▸ **MATERIAL TO PROCESS**:
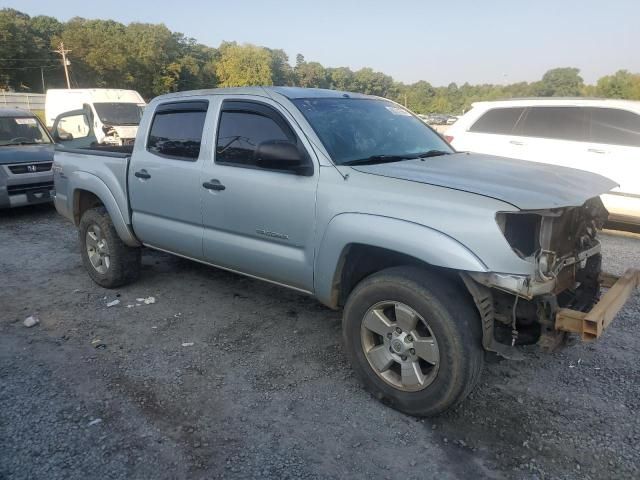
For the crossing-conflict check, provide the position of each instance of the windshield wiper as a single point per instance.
(432, 153)
(374, 159)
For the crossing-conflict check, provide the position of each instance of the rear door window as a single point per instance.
(615, 127)
(560, 123)
(176, 130)
(498, 120)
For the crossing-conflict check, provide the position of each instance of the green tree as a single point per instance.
(370, 82)
(560, 82)
(621, 84)
(311, 75)
(242, 65)
(281, 71)
(340, 78)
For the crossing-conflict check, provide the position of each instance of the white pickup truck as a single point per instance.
(435, 256)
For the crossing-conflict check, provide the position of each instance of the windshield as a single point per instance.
(354, 130)
(119, 113)
(22, 131)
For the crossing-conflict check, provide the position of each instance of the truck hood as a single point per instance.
(525, 185)
(125, 131)
(26, 153)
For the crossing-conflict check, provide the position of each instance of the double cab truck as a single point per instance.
(434, 256)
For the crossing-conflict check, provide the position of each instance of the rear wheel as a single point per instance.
(414, 339)
(109, 262)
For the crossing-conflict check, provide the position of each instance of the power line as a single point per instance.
(62, 51)
(27, 59)
(29, 68)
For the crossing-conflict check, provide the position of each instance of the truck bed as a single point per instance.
(104, 168)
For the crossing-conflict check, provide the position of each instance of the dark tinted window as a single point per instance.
(177, 132)
(240, 133)
(615, 127)
(498, 120)
(119, 113)
(563, 123)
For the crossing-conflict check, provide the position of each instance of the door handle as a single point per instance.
(214, 185)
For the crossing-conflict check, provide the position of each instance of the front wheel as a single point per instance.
(414, 338)
(109, 262)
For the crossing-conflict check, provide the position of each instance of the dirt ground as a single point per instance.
(228, 377)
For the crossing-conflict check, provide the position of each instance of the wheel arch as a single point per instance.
(92, 192)
(357, 245)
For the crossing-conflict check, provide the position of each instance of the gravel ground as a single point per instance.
(229, 377)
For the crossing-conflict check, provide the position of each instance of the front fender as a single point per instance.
(424, 243)
(86, 181)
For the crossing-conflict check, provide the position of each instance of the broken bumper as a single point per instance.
(590, 325)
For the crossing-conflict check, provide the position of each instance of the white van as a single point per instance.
(115, 113)
(601, 136)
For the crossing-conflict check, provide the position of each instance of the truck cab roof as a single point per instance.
(289, 92)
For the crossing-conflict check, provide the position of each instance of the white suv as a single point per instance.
(601, 136)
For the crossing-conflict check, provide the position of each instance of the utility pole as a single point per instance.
(65, 62)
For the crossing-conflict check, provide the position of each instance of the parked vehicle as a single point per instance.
(26, 156)
(435, 256)
(113, 114)
(601, 136)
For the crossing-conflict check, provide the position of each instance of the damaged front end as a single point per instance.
(562, 246)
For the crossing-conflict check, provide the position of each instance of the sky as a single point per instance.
(483, 41)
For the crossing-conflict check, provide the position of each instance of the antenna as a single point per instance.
(61, 51)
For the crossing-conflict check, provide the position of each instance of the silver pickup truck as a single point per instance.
(434, 256)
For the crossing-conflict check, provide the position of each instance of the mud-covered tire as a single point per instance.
(120, 264)
(452, 321)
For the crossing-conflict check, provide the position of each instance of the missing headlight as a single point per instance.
(522, 231)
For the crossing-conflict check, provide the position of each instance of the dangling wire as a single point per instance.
(514, 330)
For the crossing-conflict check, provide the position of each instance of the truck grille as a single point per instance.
(31, 187)
(31, 167)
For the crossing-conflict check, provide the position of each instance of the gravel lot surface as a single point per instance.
(228, 377)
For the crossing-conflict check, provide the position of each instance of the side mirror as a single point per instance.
(63, 136)
(282, 155)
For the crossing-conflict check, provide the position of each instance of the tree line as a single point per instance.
(153, 60)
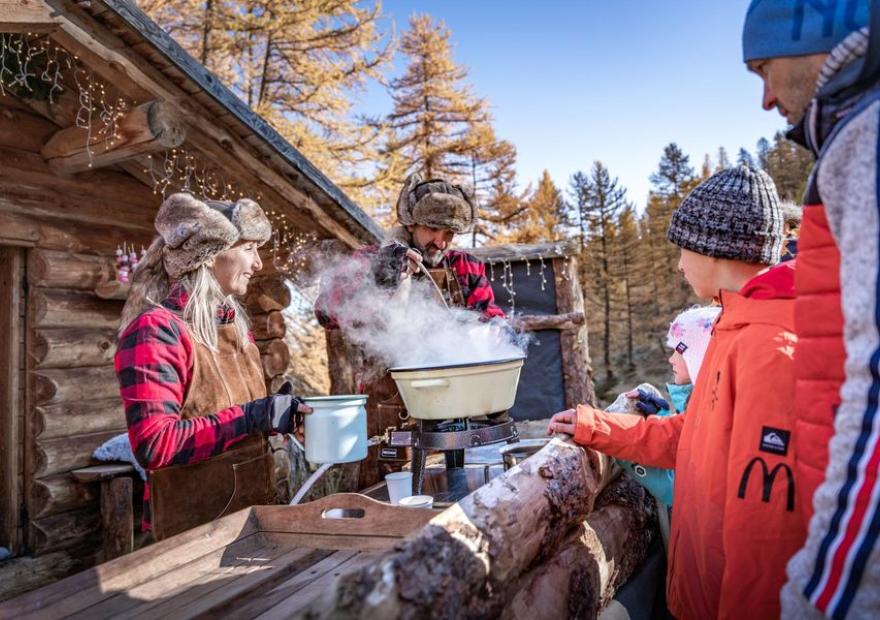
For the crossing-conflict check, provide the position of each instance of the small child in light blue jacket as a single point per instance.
(688, 337)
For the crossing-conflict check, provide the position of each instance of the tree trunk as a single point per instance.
(468, 558)
(594, 560)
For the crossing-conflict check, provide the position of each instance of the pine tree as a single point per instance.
(542, 217)
(597, 200)
(627, 247)
(789, 165)
(435, 113)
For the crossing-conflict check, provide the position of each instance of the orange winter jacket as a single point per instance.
(820, 354)
(737, 517)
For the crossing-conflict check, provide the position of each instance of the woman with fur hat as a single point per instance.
(189, 372)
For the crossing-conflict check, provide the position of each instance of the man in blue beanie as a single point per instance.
(818, 71)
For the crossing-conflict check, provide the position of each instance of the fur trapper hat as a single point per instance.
(435, 203)
(194, 231)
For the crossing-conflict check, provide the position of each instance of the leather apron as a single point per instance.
(385, 408)
(184, 496)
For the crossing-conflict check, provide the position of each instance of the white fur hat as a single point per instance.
(689, 334)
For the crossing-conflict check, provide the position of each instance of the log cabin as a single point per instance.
(101, 113)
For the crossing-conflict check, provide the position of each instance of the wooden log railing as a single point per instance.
(469, 557)
(150, 127)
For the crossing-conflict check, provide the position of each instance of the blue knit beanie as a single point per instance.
(776, 28)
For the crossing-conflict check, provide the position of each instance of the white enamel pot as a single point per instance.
(458, 391)
(336, 431)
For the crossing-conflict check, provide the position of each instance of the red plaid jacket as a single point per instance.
(154, 362)
(470, 271)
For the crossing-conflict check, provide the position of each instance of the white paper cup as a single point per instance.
(399, 485)
(418, 501)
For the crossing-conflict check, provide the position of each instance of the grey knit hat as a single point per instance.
(733, 214)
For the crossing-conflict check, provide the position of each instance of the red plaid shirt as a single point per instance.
(470, 271)
(154, 363)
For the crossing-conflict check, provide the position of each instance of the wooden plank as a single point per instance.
(291, 605)
(23, 16)
(268, 326)
(149, 128)
(57, 308)
(537, 322)
(88, 588)
(100, 473)
(577, 369)
(282, 149)
(54, 232)
(117, 517)
(522, 252)
(72, 348)
(20, 128)
(72, 385)
(242, 582)
(251, 607)
(11, 403)
(52, 269)
(118, 64)
(64, 454)
(64, 530)
(92, 416)
(27, 573)
(267, 293)
(60, 493)
(203, 576)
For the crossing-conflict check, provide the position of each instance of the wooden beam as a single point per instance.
(149, 128)
(23, 16)
(11, 405)
(537, 322)
(469, 557)
(577, 370)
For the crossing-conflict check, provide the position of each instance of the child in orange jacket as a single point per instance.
(737, 516)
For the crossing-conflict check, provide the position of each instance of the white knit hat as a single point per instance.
(689, 334)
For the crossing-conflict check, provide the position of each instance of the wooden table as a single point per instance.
(265, 561)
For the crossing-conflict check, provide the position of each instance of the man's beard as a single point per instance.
(432, 255)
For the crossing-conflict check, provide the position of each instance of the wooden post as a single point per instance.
(11, 397)
(117, 517)
(576, 368)
(150, 127)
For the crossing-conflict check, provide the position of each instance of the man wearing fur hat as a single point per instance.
(429, 213)
(189, 373)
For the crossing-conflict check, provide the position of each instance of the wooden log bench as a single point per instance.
(117, 509)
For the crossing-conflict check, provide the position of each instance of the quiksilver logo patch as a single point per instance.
(774, 440)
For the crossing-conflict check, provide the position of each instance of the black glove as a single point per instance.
(276, 413)
(388, 263)
(649, 404)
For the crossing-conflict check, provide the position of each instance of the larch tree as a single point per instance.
(435, 114)
(596, 200)
(298, 63)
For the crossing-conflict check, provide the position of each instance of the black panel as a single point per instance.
(529, 298)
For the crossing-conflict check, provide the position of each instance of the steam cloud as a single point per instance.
(409, 326)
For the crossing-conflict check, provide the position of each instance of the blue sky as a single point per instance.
(573, 81)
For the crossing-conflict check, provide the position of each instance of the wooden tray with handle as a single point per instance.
(261, 562)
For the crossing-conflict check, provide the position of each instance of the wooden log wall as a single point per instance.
(266, 298)
(69, 227)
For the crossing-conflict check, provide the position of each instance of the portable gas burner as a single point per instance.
(452, 437)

▸ **WRITTEN TASK**: Starting at the line that contains "the white knit", write out every line to the end of the entries, exactly as given.

▸ **COMPLETE ANSWER**:
For the crossing-conflict check, provide the position of each instance of the white knit hat as a single point per instance.
(689, 334)
For the crossing-conflict check, provide the position of each instance of the wooden table as a single point per instance.
(265, 561)
For the crossing-conflict check, provide the position of each instance of the man's beard as a single point per instance.
(432, 255)
For the crossing-conflict check, provide the position of each instance of the wooden post as a single point per instance.
(11, 397)
(117, 517)
(576, 368)
(150, 127)
For the crossing-conflict check, provide the position of each instance of the man wearing fur hat as a single point per instance.
(429, 213)
(189, 373)
For the crossing-conflict check, provide the position of each instance of the wooden log bench as a single point per instance.
(117, 509)
For the crossing-conflict check, provide the position of each instance of the quiksilver logo patch as a single point per instance.
(774, 440)
For the crossing-conflict check, provide the position of each instance of the black glove as a single point per instance.
(276, 413)
(388, 263)
(649, 404)
For the crossing-conflict check, provide the position of each instance of the larch tree as a single point per instance.
(435, 114)
(596, 200)
(298, 63)
For the crossing-conflict check, provide the position of each instance of the black panel as a single point per instance.
(529, 298)
For the crossing-conflict check, provide the position of each instance of the steam cloud as a single point per instance.
(409, 326)
For the crossing-conflict check, provide the position of each instance of the blue sky as a single point per instance.
(573, 81)
For the crossing-conflict check, provide the position of each instance of the wooden tray with handle as a single point per instance.
(261, 562)
For the crossing-conflict check, provide the position of each instance of the wooden log wall as a single point per instance.
(266, 298)
(69, 227)
For the crossing-conflict check, provide the position of each instance of the portable gas burner as a single point per instance.
(452, 437)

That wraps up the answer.